* **Do this**
Identify every line in the items below that contains the word "rear", and copy each of those lines in full.

* **Material provided**
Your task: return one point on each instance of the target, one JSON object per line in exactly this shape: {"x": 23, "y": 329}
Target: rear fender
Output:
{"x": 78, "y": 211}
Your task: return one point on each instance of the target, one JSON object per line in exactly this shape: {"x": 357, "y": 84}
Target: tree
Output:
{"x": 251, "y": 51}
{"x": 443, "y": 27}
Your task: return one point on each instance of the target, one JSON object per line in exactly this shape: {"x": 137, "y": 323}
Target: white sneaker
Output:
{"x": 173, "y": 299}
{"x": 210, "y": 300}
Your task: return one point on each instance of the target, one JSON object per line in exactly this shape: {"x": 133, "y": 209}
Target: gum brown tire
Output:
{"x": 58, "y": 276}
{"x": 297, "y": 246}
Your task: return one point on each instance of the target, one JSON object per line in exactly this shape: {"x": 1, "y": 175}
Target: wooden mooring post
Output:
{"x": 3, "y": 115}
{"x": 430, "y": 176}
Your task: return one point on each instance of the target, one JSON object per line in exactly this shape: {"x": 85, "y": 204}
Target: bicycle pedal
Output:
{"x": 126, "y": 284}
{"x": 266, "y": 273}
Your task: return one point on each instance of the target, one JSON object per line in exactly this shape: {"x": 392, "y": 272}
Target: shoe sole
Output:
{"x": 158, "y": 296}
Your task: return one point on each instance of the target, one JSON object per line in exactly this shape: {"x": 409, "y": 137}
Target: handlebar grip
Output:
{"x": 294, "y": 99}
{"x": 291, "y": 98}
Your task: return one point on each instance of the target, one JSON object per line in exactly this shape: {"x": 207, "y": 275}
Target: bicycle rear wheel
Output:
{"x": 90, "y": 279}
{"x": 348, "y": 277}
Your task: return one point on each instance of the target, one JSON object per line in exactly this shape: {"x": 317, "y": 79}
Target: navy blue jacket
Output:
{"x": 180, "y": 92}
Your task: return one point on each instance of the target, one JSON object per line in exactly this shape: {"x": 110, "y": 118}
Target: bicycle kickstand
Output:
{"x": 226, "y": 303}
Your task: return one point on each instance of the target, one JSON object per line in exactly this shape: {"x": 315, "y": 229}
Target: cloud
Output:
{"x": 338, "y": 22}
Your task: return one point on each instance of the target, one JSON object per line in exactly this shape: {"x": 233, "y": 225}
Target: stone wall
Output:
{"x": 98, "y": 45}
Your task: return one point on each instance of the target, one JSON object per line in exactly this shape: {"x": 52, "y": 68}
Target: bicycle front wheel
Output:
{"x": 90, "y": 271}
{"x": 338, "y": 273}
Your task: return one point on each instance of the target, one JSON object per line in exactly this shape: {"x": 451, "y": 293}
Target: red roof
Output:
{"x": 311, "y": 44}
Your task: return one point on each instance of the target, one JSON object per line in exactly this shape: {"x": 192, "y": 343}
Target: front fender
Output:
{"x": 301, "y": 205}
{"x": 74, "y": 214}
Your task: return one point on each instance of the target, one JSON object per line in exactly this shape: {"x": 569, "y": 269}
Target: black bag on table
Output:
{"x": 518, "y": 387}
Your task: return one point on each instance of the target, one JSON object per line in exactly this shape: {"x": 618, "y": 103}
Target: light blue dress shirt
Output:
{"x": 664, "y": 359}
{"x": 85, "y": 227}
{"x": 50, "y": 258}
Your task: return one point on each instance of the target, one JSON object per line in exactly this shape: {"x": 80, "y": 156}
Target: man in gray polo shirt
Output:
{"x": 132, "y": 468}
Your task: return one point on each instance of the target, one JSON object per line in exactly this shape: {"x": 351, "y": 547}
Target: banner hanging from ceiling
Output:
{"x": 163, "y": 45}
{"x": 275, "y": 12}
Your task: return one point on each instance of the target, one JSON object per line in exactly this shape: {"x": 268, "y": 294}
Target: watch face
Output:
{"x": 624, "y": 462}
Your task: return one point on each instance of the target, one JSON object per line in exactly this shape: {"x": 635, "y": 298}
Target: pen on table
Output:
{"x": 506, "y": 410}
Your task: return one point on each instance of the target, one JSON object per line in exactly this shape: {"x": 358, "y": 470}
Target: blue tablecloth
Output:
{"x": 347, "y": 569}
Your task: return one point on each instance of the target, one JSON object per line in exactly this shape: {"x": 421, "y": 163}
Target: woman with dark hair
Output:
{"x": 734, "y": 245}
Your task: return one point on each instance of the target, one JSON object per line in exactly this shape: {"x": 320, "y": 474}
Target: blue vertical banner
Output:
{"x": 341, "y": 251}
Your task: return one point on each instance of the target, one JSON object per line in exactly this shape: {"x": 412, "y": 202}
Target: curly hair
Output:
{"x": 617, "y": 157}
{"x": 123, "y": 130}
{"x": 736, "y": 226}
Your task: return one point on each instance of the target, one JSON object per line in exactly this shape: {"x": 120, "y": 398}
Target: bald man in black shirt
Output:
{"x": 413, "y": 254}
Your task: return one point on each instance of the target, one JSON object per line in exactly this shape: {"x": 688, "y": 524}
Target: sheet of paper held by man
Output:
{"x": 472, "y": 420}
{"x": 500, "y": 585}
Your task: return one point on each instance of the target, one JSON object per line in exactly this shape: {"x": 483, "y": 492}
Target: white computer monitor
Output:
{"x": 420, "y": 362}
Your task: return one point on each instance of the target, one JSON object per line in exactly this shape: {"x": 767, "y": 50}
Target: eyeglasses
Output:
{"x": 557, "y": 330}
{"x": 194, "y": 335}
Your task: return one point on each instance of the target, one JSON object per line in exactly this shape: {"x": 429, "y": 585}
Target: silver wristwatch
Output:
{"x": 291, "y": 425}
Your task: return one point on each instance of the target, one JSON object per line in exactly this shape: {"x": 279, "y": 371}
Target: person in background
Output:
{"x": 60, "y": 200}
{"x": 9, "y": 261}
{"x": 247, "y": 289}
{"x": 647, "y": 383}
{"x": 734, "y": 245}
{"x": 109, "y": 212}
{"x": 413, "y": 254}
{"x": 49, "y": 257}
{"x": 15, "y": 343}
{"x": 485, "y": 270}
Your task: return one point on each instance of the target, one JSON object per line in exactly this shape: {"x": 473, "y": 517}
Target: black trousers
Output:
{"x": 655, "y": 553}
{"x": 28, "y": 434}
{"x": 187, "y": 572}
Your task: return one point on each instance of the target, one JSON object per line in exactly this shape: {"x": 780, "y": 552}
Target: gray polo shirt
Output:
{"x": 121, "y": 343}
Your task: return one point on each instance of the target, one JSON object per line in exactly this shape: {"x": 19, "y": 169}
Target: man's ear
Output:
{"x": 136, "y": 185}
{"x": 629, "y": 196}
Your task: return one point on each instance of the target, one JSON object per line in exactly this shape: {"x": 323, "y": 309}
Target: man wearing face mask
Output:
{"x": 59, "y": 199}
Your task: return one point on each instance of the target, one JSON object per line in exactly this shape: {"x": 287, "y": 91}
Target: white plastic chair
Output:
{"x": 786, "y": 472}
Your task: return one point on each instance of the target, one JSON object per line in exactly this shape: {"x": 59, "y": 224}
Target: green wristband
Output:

* **Complete output**
Target: rear fender
Target: bicycle rear wheel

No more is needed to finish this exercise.